**Task prompt:** Transcribe all of the records word for word, please, omitting the pictures.

Data in this exercise START

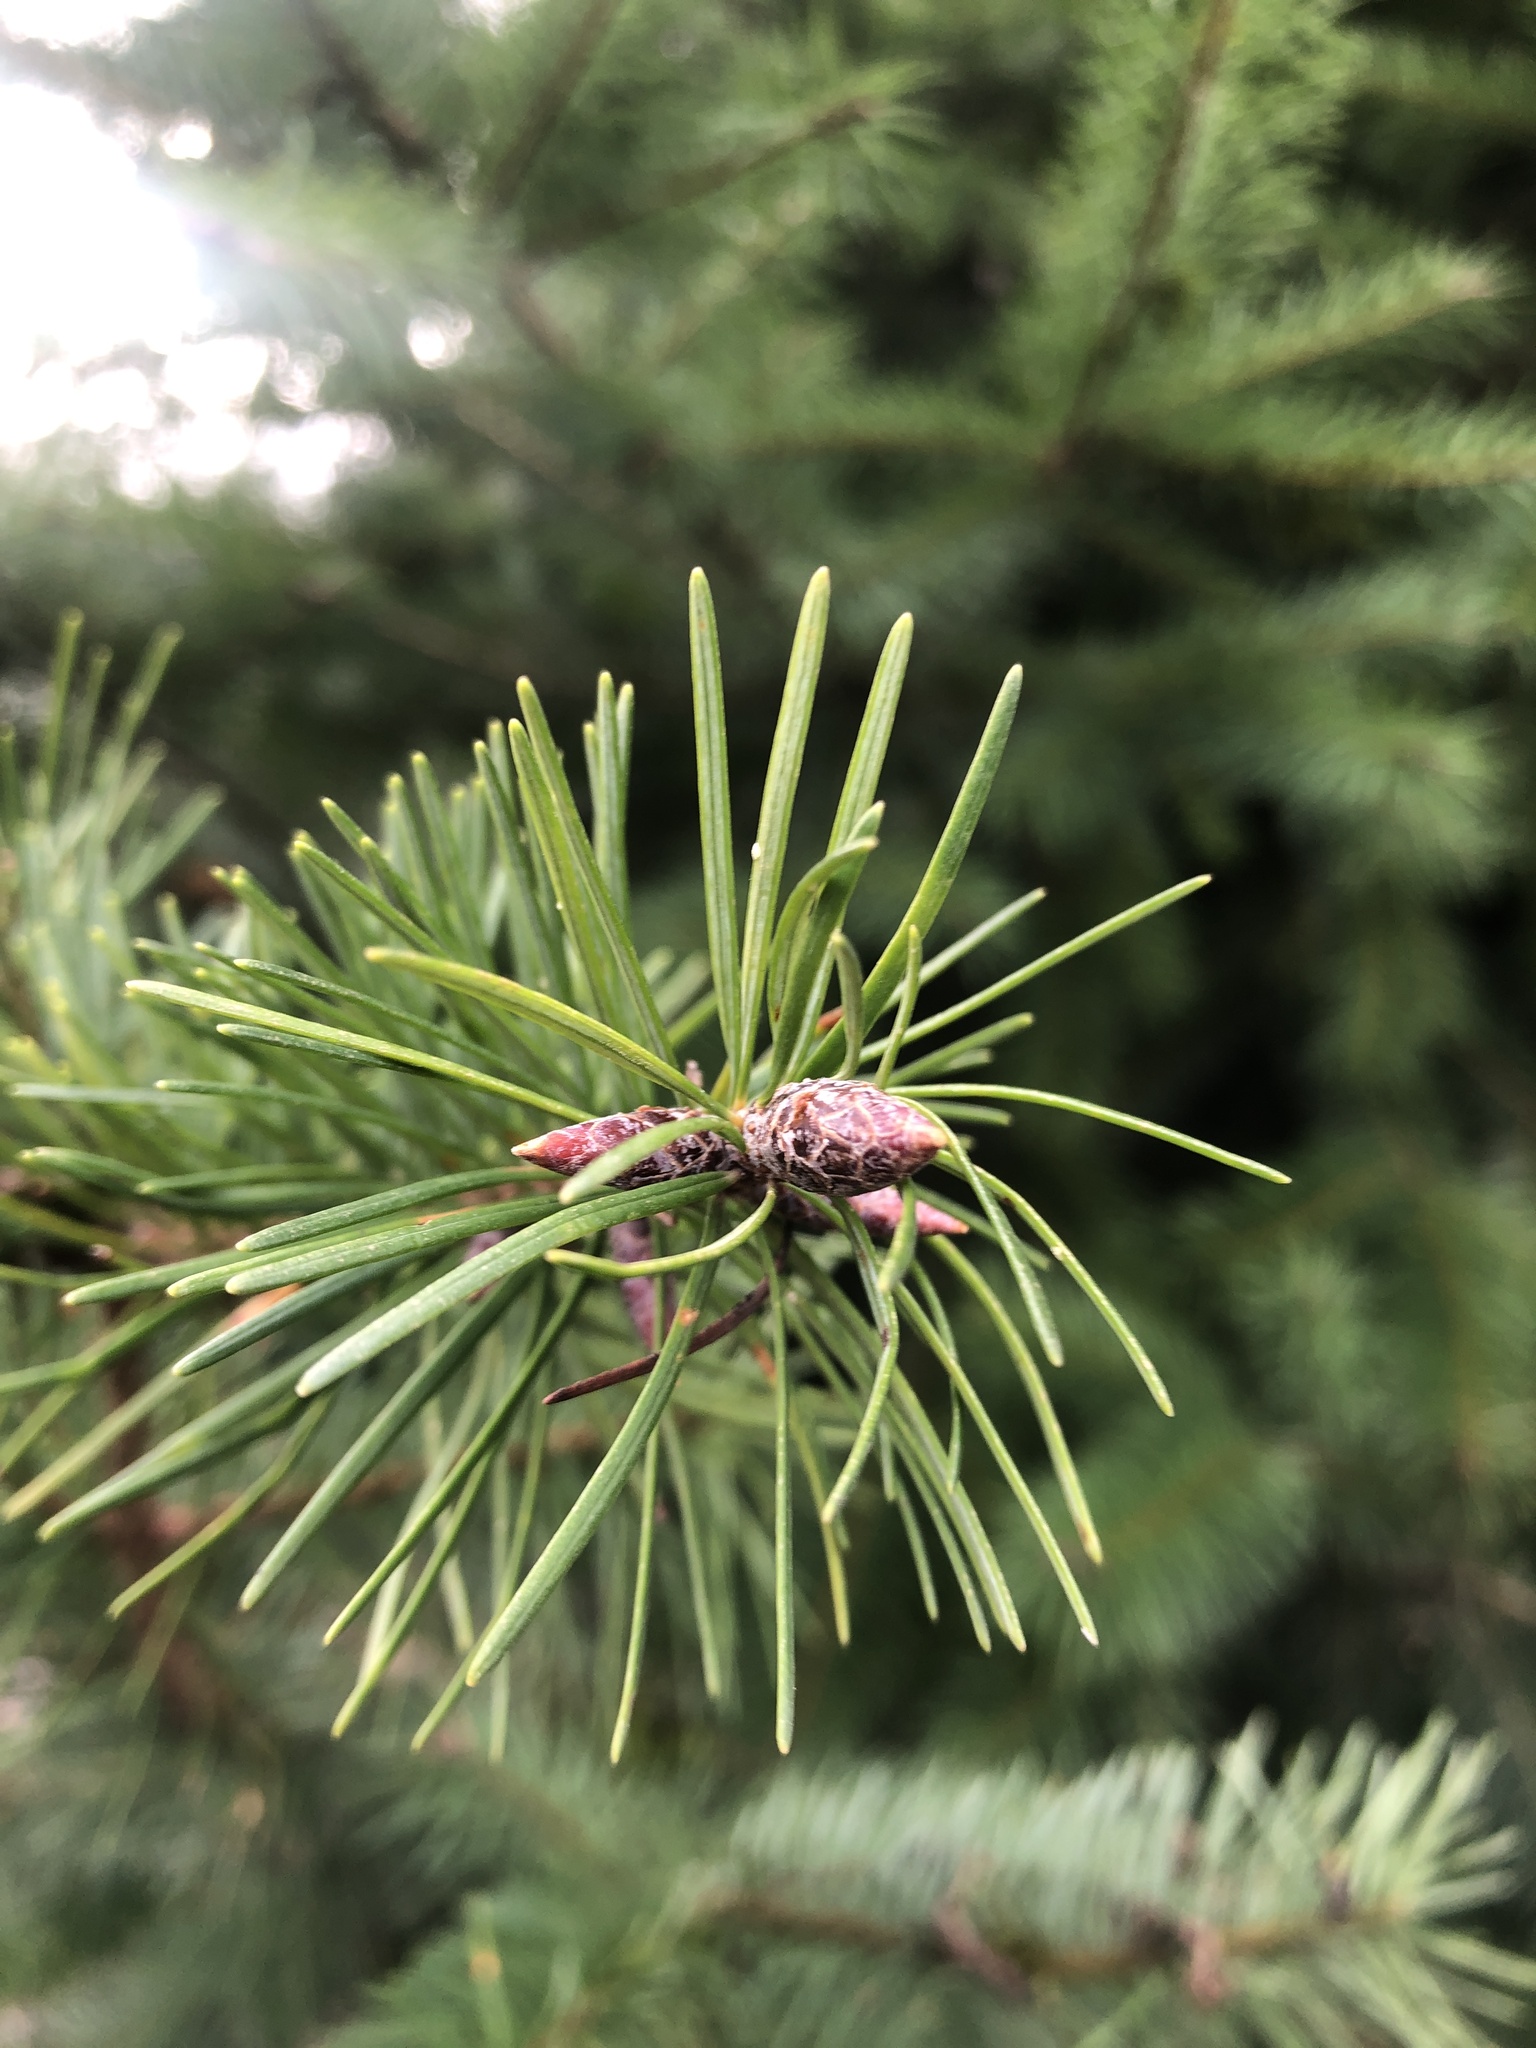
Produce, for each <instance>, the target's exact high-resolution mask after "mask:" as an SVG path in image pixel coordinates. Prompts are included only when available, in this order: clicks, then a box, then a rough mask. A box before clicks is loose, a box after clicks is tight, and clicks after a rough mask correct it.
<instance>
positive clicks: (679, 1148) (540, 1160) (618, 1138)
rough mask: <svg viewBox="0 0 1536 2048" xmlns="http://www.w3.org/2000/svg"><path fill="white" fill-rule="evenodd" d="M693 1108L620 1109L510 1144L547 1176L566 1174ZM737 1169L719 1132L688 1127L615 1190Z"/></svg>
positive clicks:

Data in this exercise END

**Solved problem:**
Produce, for each <instance>, the target's exact high-resolution mask after "mask:" as an SVG path in image pixel coordinates. Prompts are included only when available, in this order: clicks, then a box, then a rough mask. A box before clicks is loose, a box after clicks is tight, and clicks after a rough mask correct it.
<instance>
positive clicks: (679, 1148) (540, 1160) (618, 1138)
rough mask: <svg viewBox="0 0 1536 2048" xmlns="http://www.w3.org/2000/svg"><path fill="white" fill-rule="evenodd" d="M693 1108L620 1109L510 1144L547 1176L566 1174ZM737 1169L719 1132L688 1127L615 1190Z"/></svg>
positive clicks:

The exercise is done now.